ARTICLE
At the opening of the exhibition “Entangled Islands: Sāmoa, New Zealand and the First World War” I offered some remarks on how we might go about new kinds of remembering, rather than restrict ourselves to just a few narrow horizons of memory.

The horrific war we now remember was fought from 1914-1918 and which led to over 16 million deaths. This legacy of death, and the warnings and weight that we carry because of those deaths, dominate both our memory, and our commemorations, of the First World War. This legacy has often meant that we have forgotten that this great Ocean of ours was also part of that terrible conflict: it was not, after all, known as the Great European War, but the First World War, and battles were fought not only in Europe, but in the Middle East, Asia, Africa and the Pacific.

Still, it is battles like Gallipoli, the Somme, Passchendaele, and Mesopotamia that resonate in New Zealanders’ memories for the lives they took.

But alongside this legacy of death, stand the stories of Sāmoa and New Zealand in the First World War. This is a living legacy. Is there any legacy quite as strong, today, one hundred years after the war? Imagine a New Zealand without nearly 150,000 Sāmoans. Imagine how different this history would be. Imagine if, in 1939, a German Pacific Fleet was still sailing between China and Apia. Or imagine the Auckland Blues, or Auckland culture or the All Black backline or the Silver Ferns, or New Zealand music, or this museum if it was not enriched by generations of Sāmoa, a shared history that has tied together Sāmoa and New Zealand for a hundred years.

DIRECTIONS FOR THIS TASK
How many deaths does the text on Sāmoa, New Zealand and the First World War say the war led to?

EXTRACTED RECORDS
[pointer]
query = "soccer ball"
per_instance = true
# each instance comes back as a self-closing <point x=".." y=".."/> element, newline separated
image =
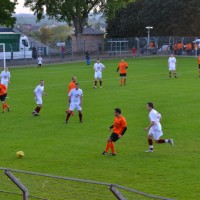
<point x="20" y="154"/>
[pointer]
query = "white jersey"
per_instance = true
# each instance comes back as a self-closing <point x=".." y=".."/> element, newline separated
<point x="39" y="91"/>
<point x="172" y="63"/>
<point x="5" y="77"/>
<point x="98" y="67"/>
<point x="39" y="60"/>
<point x="75" y="95"/>
<point x="155" y="117"/>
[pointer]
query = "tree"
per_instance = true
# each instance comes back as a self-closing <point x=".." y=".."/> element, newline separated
<point x="7" y="8"/>
<point x="128" y="21"/>
<point x="73" y="11"/>
<point x="169" y="17"/>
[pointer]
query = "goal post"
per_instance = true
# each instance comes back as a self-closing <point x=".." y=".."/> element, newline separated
<point x="4" y="54"/>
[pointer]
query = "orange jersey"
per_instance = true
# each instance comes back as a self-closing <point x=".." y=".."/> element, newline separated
<point x="122" y="67"/>
<point x="71" y="86"/>
<point x="199" y="60"/>
<point x="119" y="124"/>
<point x="3" y="89"/>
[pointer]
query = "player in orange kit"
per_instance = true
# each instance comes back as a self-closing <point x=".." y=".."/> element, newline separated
<point x="71" y="86"/>
<point x="199" y="64"/>
<point x="119" y="128"/>
<point x="122" y="66"/>
<point x="3" y="94"/>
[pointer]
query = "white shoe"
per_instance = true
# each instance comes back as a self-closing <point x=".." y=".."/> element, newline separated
<point x="171" y="141"/>
<point x="149" y="151"/>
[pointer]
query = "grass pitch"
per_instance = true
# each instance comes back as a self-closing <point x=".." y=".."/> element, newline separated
<point x="74" y="149"/>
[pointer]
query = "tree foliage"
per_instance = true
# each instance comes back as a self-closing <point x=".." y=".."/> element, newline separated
<point x="170" y="17"/>
<point x="73" y="11"/>
<point x="7" y="7"/>
<point x="48" y="35"/>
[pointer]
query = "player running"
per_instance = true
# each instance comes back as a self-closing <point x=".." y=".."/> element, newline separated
<point x="122" y="66"/>
<point x="75" y="101"/>
<point x="119" y="127"/>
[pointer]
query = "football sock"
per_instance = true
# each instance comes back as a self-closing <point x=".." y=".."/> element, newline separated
<point x="80" y="116"/>
<point x="161" y="141"/>
<point x="37" y="109"/>
<point x="150" y="141"/>
<point x="112" y="144"/>
<point x="107" y="147"/>
<point x="151" y="147"/>
<point x="175" y="74"/>
<point x="5" y="105"/>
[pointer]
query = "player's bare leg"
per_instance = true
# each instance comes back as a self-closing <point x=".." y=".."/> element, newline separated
<point x="80" y="116"/>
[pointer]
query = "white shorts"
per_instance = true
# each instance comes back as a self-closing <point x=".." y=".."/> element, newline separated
<point x="172" y="68"/>
<point x="38" y="100"/>
<point x="5" y="83"/>
<point x="156" y="133"/>
<point x="74" y="106"/>
<point x="98" y="75"/>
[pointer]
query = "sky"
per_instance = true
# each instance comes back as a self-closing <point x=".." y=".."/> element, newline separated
<point x="20" y="8"/>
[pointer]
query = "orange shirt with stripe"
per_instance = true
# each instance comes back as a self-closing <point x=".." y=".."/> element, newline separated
<point x="122" y="67"/>
<point x="71" y="86"/>
<point x="119" y="124"/>
<point x="3" y="89"/>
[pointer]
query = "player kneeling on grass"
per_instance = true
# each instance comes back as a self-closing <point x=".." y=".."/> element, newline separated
<point x="75" y="102"/>
<point x="38" y="93"/>
<point x="119" y="128"/>
<point x="155" y="129"/>
<point x="3" y="94"/>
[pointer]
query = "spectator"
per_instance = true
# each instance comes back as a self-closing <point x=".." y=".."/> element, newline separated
<point x="62" y="49"/>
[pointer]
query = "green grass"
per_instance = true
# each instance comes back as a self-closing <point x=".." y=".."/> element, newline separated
<point x="74" y="150"/>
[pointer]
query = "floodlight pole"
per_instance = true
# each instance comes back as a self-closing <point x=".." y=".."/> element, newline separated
<point x="148" y="36"/>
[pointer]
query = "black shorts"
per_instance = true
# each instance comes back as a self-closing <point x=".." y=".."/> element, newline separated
<point x="122" y="74"/>
<point x="114" y="137"/>
<point x="3" y="97"/>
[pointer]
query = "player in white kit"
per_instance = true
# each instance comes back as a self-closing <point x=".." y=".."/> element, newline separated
<point x="75" y="97"/>
<point x="39" y="61"/>
<point x="98" y="68"/>
<point x="5" y="77"/>
<point x="172" y="65"/>
<point x="38" y="93"/>
<point x="155" y="129"/>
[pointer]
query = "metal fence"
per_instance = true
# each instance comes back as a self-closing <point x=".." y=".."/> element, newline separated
<point x="16" y="184"/>
<point x="124" y="46"/>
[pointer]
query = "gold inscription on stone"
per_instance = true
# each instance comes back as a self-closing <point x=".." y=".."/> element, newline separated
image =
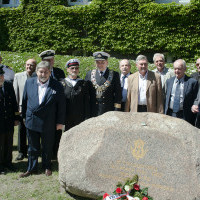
<point x="138" y="151"/>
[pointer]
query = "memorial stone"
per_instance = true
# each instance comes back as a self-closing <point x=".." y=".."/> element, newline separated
<point x="163" y="151"/>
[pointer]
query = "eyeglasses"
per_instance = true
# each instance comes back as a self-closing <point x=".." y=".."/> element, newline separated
<point x="72" y="68"/>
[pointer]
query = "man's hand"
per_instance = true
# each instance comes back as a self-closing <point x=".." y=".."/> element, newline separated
<point x="59" y="126"/>
<point x="195" y="109"/>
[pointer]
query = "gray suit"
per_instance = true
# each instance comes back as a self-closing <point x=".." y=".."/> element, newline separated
<point x="18" y="84"/>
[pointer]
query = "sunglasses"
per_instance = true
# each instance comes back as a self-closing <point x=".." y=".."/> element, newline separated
<point x="72" y="68"/>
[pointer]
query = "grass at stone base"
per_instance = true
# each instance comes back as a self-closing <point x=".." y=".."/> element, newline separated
<point x="35" y="187"/>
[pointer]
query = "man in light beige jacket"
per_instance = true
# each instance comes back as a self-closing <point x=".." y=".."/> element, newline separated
<point x="144" y="89"/>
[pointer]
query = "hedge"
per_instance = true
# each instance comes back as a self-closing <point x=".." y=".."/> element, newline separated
<point x="120" y="27"/>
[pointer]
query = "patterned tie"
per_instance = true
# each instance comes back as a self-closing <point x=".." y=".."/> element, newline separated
<point x="123" y="81"/>
<point x="176" y="106"/>
<point x="1" y="93"/>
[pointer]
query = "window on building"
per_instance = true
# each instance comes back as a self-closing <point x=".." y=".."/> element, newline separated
<point x="9" y="3"/>
<point x="176" y="1"/>
<point x="79" y="2"/>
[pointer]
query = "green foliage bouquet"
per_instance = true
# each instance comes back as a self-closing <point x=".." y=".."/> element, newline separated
<point x="130" y="191"/>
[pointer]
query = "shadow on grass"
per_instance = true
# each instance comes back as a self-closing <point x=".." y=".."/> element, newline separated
<point x="21" y="166"/>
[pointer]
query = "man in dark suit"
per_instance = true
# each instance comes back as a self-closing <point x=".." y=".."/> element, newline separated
<point x="58" y="74"/>
<point x="8" y="118"/>
<point x="125" y="68"/>
<point x="105" y="88"/>
<point x="76" y="96"/>
<point x="196" y="75"/>
<point x="144" y="89"/>
<point x="181" y="92"/>
<point x="19" y="82"/>
<point x="43" y="107"/>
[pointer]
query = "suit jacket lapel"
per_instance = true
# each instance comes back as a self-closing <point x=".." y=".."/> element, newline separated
<point x="136" y="84"/>
<point x="185" y="86"/>
<point x="48" y="94"/>
<point x="170" y="86"/>
<point x="35" y="91"/>
<point x="101" y="80"/>
<point x="149" y="79"/>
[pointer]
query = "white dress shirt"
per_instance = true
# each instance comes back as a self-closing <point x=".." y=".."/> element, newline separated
<point x="124" y="89"/>
<point x="42" y="88"/>
<point x="142" y="89"/>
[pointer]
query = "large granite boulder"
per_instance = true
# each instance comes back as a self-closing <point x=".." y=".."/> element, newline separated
<point x="163" y="151"/>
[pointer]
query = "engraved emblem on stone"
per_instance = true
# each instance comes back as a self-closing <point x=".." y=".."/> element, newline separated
<point x="138" y="151"/>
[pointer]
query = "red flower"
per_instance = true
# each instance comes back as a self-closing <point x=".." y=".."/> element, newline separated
<point x="136" y="187"/>
<point x="118" y="190"/>
<point x="105" y="195"/>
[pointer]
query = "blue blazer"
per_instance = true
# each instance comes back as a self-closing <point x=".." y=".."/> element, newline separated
<point x="50" y="112"/>
<point x="189" y="95"/>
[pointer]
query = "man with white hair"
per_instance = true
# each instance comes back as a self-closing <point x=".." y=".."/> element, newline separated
<point x="144" y="89"/>
<point x="181" y="91"/>
<point x="164" y="72"/>
<point x="43" y="108"/>
<point x="196" y="75"/>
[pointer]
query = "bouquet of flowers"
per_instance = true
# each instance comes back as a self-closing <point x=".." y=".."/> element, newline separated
<point x="130" y="191"/>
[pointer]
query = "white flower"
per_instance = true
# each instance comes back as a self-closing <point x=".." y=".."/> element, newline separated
<point x="127" y="188"/>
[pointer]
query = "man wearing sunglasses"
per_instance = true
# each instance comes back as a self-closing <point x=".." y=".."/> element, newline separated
<point x="196" y="75"/>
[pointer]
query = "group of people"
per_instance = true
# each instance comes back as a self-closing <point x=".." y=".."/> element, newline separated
<point x="43" y="102"/>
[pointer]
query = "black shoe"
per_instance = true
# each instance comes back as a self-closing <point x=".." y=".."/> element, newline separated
<point x="10" y="167"/>
<point x="20" y="156"/>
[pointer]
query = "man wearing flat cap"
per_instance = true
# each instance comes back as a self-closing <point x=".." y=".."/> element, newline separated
<point x="105" y="87"/>
<point x="9" y="117"/>
<point x="76" y="96"/>
<point x="57" y="74"/>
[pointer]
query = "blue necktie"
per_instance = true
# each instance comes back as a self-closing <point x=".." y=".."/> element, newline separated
<point x="176" y="106"/>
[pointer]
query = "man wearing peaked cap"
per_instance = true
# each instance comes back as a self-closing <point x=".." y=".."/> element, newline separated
<point x="100" y="55"/>
<point x="104" y="86"/>
<point x="8" y="119"/>
<point x="76" y="96"/>
<point x="57" y="74"/>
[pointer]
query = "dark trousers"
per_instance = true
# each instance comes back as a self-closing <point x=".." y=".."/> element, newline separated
<point x="142" y="108"/>
<point x="179" y="114"/>
<point x="47" y="141"/>
<point x="6" y="147"/>
<point x="22" y="146"/>
<point x="58" y="134"/>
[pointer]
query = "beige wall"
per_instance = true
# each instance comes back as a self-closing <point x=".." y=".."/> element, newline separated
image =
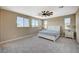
<point x="8" y="29"/>
<point x="59" y="21"/>
<point x="77" y="25"/>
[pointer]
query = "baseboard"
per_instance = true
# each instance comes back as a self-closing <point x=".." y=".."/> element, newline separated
<point x="26" y="36"/>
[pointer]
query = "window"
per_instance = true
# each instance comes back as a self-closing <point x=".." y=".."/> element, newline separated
<point x="22" y="22"/>
<point x="26" y="22"/>
<point x="45" y="24"/>
<point x="67" y="23"/>
<point x="35" y="23"/>
<point x="19" y="22"/>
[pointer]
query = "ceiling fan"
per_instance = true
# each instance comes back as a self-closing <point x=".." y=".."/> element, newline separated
<point x="46" y="13"/>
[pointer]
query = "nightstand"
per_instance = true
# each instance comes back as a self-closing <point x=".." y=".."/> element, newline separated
<point x="69" y="33"/>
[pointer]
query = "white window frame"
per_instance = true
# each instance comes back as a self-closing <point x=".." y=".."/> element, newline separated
<point x="35" y="23"/>
<point x="21" y="21"/>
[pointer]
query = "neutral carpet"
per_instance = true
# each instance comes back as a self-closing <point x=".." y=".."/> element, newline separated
<point x="41" y="45"/>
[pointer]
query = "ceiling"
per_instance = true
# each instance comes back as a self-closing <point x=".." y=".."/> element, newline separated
<point x="35" y="11"/>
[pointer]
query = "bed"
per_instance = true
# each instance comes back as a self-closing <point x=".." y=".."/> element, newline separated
<point x="51" y="33"/>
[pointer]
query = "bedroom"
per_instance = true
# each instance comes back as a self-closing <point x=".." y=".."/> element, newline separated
<point x="25" y="36"/>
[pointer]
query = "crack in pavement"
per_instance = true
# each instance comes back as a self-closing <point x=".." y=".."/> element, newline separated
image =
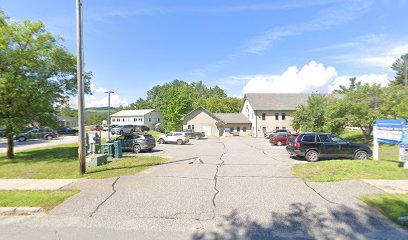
<point x="106" y="199"/>
<point x="324" y="198"/>
<point x="192" y="178"/>
<point x="216" y="177"/>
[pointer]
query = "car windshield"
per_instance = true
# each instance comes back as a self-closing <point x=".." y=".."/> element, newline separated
<point x="338" y="139"/>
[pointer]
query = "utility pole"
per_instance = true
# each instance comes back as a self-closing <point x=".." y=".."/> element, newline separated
<point x="109" y="92"/>
<point x="406" y="72"/>
<point x="80" y="80"/>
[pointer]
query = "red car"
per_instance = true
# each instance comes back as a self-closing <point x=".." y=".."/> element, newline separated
<point x="280" y="139"/>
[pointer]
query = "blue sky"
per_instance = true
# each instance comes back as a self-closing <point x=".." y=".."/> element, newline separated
<point x="242" y="46"/>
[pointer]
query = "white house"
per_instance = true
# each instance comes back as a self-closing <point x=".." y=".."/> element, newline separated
<point x="143" y="117"/>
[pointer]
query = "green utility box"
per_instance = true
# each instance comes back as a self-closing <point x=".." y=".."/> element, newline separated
<point x="108" y="149"/>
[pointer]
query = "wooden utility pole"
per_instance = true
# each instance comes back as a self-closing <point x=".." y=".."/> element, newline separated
<point x="109" y="93"/>
<point x="80" y="79"/>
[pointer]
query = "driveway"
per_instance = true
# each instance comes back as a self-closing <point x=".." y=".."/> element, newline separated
<point x="219" y="188"/>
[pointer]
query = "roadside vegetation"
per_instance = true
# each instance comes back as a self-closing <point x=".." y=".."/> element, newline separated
<point x="62" y="162"/>
<point x="45" y="199"/>
<point x="391" y="205"/>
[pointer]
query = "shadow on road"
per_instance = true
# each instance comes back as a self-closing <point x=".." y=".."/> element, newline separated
<point x="305" y="221"/>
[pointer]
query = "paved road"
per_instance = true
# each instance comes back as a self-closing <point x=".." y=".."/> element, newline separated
<point x="228" y="188"/>
<point x="19" y="146"/>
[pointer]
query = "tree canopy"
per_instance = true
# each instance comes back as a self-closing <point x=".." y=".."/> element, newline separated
<point x="37" y="75"/>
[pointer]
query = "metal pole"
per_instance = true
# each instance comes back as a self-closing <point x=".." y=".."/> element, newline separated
<point x="80" y="80"/>
<point x="109" y="92"/>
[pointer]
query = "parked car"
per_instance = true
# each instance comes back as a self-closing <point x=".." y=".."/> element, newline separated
<point x="191" y="134"/>
<point x="268" y="135"/>
<point x="137" y="142"/>
<point x="96" y="128"/>
<point x="37" y="134"/>
<point x="67" y="131"/>
<point x="314" y="146"/>
<point x="123" y="129"/>
<point x="174" y="137"/>
<point x="280" y="139"/>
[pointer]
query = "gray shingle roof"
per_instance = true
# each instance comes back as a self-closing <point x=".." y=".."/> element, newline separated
<point x="232" y="117"/>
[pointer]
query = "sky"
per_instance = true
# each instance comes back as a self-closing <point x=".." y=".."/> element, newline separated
<point x="253" y="46"/>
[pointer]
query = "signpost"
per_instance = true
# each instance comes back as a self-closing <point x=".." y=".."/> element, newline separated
<point x="392" y="132"/>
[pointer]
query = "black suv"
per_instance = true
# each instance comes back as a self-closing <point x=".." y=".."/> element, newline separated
<point x="313" y="146"/>
<point x="137" y="142"/>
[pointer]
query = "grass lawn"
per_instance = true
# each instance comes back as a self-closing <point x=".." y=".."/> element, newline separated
<point x="391" y="205"/>
<point x="388" y="167"/>
<point x="62" y="162"/>
<point x="45" y="199"/>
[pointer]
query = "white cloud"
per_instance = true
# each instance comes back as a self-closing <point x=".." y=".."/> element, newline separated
<point x="312" y="77"/>
<point x="100" y="99"/>
<point x="371" y="79"/>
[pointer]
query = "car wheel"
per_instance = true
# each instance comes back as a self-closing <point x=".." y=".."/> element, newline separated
<point x="361" y="155"/>
<point x="312" y="156"/>
<point x="136" y="148"/>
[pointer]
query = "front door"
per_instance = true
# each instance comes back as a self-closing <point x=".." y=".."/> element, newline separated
<point x="207" y="130"/>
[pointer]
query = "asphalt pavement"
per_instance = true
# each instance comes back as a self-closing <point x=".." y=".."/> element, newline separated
<point x="218" y="188"/>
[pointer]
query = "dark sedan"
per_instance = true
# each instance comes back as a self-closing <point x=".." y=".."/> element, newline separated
<point x="67" y="131"/>
<point x="137" y="142"/>
<point x="313" y="146"/>
<point x="37" y="134"/>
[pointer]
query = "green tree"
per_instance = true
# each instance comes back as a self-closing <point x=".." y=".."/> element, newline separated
<point x="173" y="100"/>
<point x="399" y="68"/>
<point x="311" y="118"/>
<point x="37" y="74"/>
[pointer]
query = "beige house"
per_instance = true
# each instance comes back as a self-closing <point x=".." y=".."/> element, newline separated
<point x="217" y="124"/>
<point x="271" y="111"/>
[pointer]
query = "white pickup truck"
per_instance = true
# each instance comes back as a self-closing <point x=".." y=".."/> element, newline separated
<point x="174" y="137"/>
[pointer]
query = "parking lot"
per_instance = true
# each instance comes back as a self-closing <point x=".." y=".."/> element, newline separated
<point x="215" y="188"/>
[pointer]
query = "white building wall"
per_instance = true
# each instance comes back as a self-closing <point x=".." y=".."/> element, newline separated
<point x="249" y="112"/>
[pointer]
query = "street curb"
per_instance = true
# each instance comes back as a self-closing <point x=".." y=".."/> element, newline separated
<point x="20" y="210"/>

TASK RESPONSE
Over 16 million.